▶ [PROBLEM STATEMENT]: Restate the entries below word for word, omitting nothing.

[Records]
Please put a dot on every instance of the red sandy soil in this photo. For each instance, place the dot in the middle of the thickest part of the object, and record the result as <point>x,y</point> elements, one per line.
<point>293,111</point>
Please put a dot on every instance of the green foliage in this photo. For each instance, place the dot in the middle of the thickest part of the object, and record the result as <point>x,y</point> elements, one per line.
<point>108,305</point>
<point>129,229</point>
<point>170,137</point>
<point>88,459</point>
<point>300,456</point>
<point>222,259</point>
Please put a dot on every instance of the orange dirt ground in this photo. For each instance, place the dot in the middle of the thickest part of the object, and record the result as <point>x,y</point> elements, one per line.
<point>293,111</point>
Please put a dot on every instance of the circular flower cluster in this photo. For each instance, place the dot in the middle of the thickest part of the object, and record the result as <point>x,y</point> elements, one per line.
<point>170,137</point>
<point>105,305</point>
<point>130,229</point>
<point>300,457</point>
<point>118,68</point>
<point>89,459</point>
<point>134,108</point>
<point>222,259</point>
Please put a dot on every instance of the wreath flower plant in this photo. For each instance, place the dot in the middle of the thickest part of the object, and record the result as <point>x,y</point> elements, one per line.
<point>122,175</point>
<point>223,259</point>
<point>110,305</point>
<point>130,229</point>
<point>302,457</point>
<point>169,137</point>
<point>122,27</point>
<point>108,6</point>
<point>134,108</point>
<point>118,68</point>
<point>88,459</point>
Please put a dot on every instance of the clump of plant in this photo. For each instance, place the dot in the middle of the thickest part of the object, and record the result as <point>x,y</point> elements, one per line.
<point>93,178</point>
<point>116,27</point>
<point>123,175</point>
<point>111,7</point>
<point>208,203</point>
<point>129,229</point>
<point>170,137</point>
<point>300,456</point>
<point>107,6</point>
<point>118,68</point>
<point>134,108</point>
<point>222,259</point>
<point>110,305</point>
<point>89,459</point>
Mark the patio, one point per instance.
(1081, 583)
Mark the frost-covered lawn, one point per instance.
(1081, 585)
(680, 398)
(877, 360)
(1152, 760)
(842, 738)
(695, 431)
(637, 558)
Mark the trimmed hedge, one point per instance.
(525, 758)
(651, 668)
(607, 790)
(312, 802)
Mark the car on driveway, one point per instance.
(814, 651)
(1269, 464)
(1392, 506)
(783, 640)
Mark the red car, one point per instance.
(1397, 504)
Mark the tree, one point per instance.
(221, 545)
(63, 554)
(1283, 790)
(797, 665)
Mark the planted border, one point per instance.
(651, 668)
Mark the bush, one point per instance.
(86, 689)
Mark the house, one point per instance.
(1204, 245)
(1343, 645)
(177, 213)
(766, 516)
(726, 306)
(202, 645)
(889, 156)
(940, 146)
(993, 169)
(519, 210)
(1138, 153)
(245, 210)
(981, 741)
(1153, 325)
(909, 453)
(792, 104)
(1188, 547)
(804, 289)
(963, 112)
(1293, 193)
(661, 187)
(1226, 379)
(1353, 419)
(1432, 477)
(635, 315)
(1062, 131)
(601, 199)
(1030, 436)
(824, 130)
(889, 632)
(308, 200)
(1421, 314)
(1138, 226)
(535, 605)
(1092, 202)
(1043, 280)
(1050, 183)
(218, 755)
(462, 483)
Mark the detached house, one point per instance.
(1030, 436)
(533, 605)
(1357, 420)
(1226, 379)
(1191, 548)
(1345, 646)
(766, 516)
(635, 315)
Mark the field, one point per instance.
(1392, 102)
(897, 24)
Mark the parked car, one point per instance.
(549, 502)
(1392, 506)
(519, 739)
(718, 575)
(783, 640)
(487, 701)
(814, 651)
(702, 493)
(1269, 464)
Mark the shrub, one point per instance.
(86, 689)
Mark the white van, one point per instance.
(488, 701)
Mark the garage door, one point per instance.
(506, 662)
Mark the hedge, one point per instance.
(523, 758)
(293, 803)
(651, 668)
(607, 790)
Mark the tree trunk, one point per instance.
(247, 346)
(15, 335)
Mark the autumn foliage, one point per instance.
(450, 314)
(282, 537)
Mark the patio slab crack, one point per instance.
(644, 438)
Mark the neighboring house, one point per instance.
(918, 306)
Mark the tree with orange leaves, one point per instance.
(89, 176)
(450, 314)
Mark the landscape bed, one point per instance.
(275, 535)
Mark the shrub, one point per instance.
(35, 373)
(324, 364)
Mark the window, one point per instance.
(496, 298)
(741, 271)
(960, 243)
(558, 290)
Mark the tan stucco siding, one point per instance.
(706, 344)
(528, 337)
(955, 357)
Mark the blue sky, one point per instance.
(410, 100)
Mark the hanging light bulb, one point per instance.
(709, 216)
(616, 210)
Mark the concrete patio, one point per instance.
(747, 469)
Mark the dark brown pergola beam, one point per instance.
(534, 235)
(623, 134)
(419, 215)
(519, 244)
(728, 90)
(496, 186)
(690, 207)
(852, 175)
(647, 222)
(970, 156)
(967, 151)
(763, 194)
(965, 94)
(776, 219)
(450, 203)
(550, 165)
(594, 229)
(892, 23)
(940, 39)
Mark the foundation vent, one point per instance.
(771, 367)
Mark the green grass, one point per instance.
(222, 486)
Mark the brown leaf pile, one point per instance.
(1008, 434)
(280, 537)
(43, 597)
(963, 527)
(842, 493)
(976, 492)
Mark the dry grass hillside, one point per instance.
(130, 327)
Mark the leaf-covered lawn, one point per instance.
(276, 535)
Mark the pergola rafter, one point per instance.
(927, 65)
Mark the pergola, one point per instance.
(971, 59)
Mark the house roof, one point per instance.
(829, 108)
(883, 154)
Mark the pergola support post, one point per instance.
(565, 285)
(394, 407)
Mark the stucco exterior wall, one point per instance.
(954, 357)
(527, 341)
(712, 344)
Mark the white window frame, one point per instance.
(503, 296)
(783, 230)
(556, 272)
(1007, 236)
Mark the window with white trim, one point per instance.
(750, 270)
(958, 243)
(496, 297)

▶ [TASK SOLUTION]:
Please put a dot on every instance of the red sandy soil in this photo. For each instance, place the dot in the middle of the thickest part of the object, and record the result as <point>x,y</point> elements, one per line.
<point>293,111</point>
Please put a dot on every instance of the green foliage in this photo. For each instance, place the dot in the middle of the thickest part of the object, and record the result as <point>x,y</point> elements, one per line.
<point>108,305</point>
<point>129,229</point>
<point>170,137</point>
<point>88,459</point>
<point>300,456</point>
<point>222,259</point>
Please put a dot on every instance of the orange dirt ground in this photo. For each instance, place the dot in the middle of the thickest part of the object, and record the result as <point>x,y</point> elements, one per line.
<point>293,111</point>
Please put a dot on every instance of the circular flower cluster in this photo. For each instance, place the dot in the middle of the thickest part of the object, and record the result as <point>x,y</point> elements, one per line.
<point>170,137</point>
<point>105,305</point>
<point>130,229</point>
<point>300,457</point>
<point>118,68</point>
<point>89,459</point>
<point>134,108</point>
<point>222,259</point>
Please put a dot on every instance of the wreath flower plant in this photo. For each instance, place the dot in the middle of the thickest part of the object, and record the result as <point>x,y</point> elements, one per line.
<point>122,175</point>
<point>223,259</point>
<point>110,305</point>
<point>130,229</point>
<point>302,457</point>
<point>169,137</point>
<point>122,27</point>
<point>108,6</point>
<point>134,108</point>
<point>118,68</point>
<point>88,459</point>
Please put a dot on every instance of the clump of plant in this photo. For each instance, place the dot in the middle of the thickest part of the object, and record the result as <point>x,y</point> elements, one per line.
<point>93,178</point>
<point>116,27</point>
<point>123,175</point>
<point>111,7</point>
<point>208,203</point>
<point>129,229</point>
<point>170,137</point>
<point>300,456</point>
<point>107,6</point>
<point>118,68</point>
<point>134,108</point>
<point>222,259</point>
<point>110,305</point>
<point>89,459</point>
Mark the patio, one point per instance.
(1081, 583)
Mark the frost-covered lawn, one point per instance.
(1081, 585)
(680, 398)
(877, 360)
(1152, 760)
(842, 738)
(695, 431)
(637, 558)
Mark the trimmed hedge, one point per instance.
(525, 758)
(651, 668)
(607, 790)
(312, 802)
Mark the car on driveway, one point per instance.
(814, 651)
(1269, 464)
(1392, 506)
(783, 640)
Mark the red car, one point per instance.
(1397, 504)
Mark the tree, one point per instance.
(221, 545)
(63, 554)
(1283, 790)
(797, 665)
Mark the planted border, one point per instance.
(651, 668)
Mark the bush, one point per instance.
(86, 689)
Mark the house, one point per instance.
(1204, 245)
(1343, 645)
(177, 213)
(766, 516)
(726, 306)
(202, 645)
(889, 156)
(940, 146)
(993, 169)
(519, 210)
(1138, 153)
(245, 210)
(981, 741)
(1153, 325)
(909, 453)
(792, 104)
(1188, 547)
(804, 289)
(963, 112)
(1293, 193)
(661, 187)
(1226, 379)
(1353, 419)
(1432, 477)
(635, 315)
(1062, 131)
(601, 199)
(1030, 436)
(824, 130)
(889, 632)
(308, 200)
(1421, 314)
(1138, 226)
(535, 605)
(1092, 202)
(1043, 280)
(1050, 183)
(218, 755)
(462, 483)
Mark the detached house, one point per instance.
(1030, 436)
(533, 605)
(1357, 420)
(1226, 379)
(1191, 548)
(1345, 646)
(766, 516)
(635, 315)
Mark the field, one point per instance.
(1392, 102)
(897, 24)
Mark the parked car, one point per instance.
(549, 502)
(1392, 506)
(519, 739)
(718, 575)
(783, 640)
(487, 701)
(814, 651)
(702, 493)
(1269, 464)
Mark the shrub, one point per instance.
(86, 689)
Mark the white van, one point per instance.
(488, 701)
Mark the garage door, one point per instance.
(506, 662)
Mark the hedge, one point per instance.
(523, 758)
(293, 803)
(651, 668)
(607, 790)
Mark the tree trunk, one point per instance.
(247, 346)
(15, 335)
Mark the autumn foliage, one point per instance.
(450, 314)
(282, 537)
Mark the patio slab crack, one point per instance.
(644, 438)
Mark the neighboring house, one point per instance.
(918, 306)
Mark the tree with orange leaves, one point per instance.
(89, 176)
(450, 314)
Mark the landscape bed, one point per instance.
(275, 535)
Mark the shrub, one point per instance.
(35, 373)
(324, 364)
Mark the window, one point per instance.
(496, 298)
(741, 271)
(960, 243)
(558, 290)
Mark the tan stucco siding, one point per instance.
(706, 344)
(528, 337)
(955, 357)
Mark the blue sky, one point per instance.
(410, 100)
Mark the hanging light bulb, one point per instance.
(709, 216)
(616, 210)
Mark the concrete patio, one point per instance.
(747, 469)
Mark the dark brown pergola beam, one point per instance.
(534, 235)
(623, 134)
(419, 215)
(519, 244)
(728, 90)
(496, 186)
(690, 207)
(852, 175)
(647, 222)
(970, 156)
(967, 151)
(763, 194)
(965, 94)
(776, 219)
(450, 203)
(550, 165)
(594, 229)
(892, 23)
(940, 39)
Mark the foundation vent, one point per instance.
(771, 367)
Mark the green grass, one point per instance.
(222, 486)
Mark the brown leaf pile, one point per instance.
(1008, 434)
(280, 537)
(43, 597)
(963, 527)
(842, 493)
(976, 492)
Mark the dry grass hillside, one point per instance.
(130, 327)
Mark the leaf-covered lawn, one point per instance.
(276, 535)
Mark the pergola rafter, one point per instance.
(927, 65)
Mark the pergola, one point per instance.
(971, 59)
Mark the house roof, one point per instance.
(829, 108)
(883, 154)
Mark the pergola support post, one point per instance.
(565, 285)
(394, 407)
Mark the stucco exterior wall, one point per instance.
(954, 357)
(527, 341)
(712, 344)
Mark the white window frame, one point per instance.
(503, 296)
(783, 230)
(556, 272)
(1007, 236)
Mark the window with white trim, one point per instance.
(750, 270)
(958, 243)
(496, 297)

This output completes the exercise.